▸ Texte à lire:
========================================================================

Il est également important de noter qu’à partir de la période 2010-2020, l’infiltration et le ruissellement laissent apparaitre des formes « particulières » à l’échelle nationale (notamment au niveau du bassin parisien et de la Normandie, ainsi que le long de la vallée du Rhône). Ceci s’explique du fait de l’utilisation d’un modèle d’écoulement souterrain différent (MODCOU) sur ces zones à partir de cette période. Les résultats saisonniers observés sur ces zones ne sont donc pas comparables avec les résultats observés sur d’autres territoires. Pour éviter toute confusion, il peut être préférable, pour l’analyse de la variabilité saisonnière, de plutôt utiliser la période de référence 2006-2015.

Période hivernale (octobre-mars)

Période estivale (avril-septembre)

Le cas particulier du manteau neigeux

Dans certains territoires et à certaines périodes de l’année, une partie des précipitations se font également sous forme solide ‒ neige principalement, bien que les données SIM (Météo France) prennent également en compte les épisodes de grêle (se produisant surtout en période estivale). En survenant sous forme de neige, elles permettent ainsi de constituer un stockage transitoire pour l’eau issue des précipitations (le manteau neigeux) et donc de décaler dans le temps les différents flux : infiltration, ruissellement ou évapotranspiration. Bien entendu, suivant les conditions climatiques locales, ce stockage transitoire pourra être très variable dans la durée : quelques minutes ou heures (si la neige fond presque immédiatement), plusieurs semaines ou mois (si la neige fond au printemps et en été), jusqu’à plusieurs années/décennies/siècles (si la neige s’accumule pour former des glaciers). Ce décalage dans le temps des différents chemins de l’eau issue des précipitations (le ruissellement et l’infiltration en particulier, comme illustré dans les sections précédentes) aura ensuite des conséquences marquées sur l’hydrologie des bassins versants ‒ affectant significativement les débits des cours et les niveaux de nappes.

========================================================================

Reprenez le texte sur la neige et les chemins de l'eau de pluie juste après sa dernière phrase, et écrivez la suite. Les items qui viennent ensuite n'ont rien à voir avec le texte.

▸ Liste des items:

========================================================================

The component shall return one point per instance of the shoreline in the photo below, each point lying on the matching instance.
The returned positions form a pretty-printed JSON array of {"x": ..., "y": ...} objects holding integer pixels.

========================================================================

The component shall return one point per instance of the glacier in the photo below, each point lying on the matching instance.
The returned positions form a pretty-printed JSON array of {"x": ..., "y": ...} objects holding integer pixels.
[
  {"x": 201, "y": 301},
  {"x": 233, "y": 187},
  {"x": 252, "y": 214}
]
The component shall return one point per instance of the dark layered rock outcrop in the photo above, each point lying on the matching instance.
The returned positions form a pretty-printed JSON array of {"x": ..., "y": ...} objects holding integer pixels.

========================================================================

▸ Résultat:
Cette partie vise ainsi à souligner le rôle que peut avoir ce manteau neigeux dans les territoires concernés. Pour cela, la cartographie proposée vise à rapporter la proportion de précipitations annuelles survenant sous forme solide : à l’exception des massifs montagneux et de la partie nord-est de la France (où le climat est sensiblement plus froid que dans d’autres régions), cette proportion est donc généralement proche de zéro partout. Cette proportion fournit ainsi une information concernant la quantité de précipitations annuelles stockée de manière transitoire sous forme de neige en fonction des territoires et de voir comment elle évolue au cours du temps. Par exemple, dans le cas du département des Pyrénées Atlantiques, alors que dans les deux-tiers nord du territoire (situés sur la côte ou en plaine) quasiment aucune précipitation ne survient sous forme solide, jusqu’à plus de la moitié des précipitations annuelles se produisent sous cette forme dans la partie montagneuse située au sud (Figure ci-dessus). L’intérêt principal de ce type d’information sera de pouvoir ensuite traduire l’impact du changement climatique sur l’évolution de ce stockage transitoire et donc sur l’évolution des débits des cours d’eau et des nappes souterraines durant la période estivale : une diminution du manteau neigeux entraînant une augmentation des débits durant la période hivernale au détriment de la période estivale (accentuation de la variabilité saisonnière des débits des cours d’eau).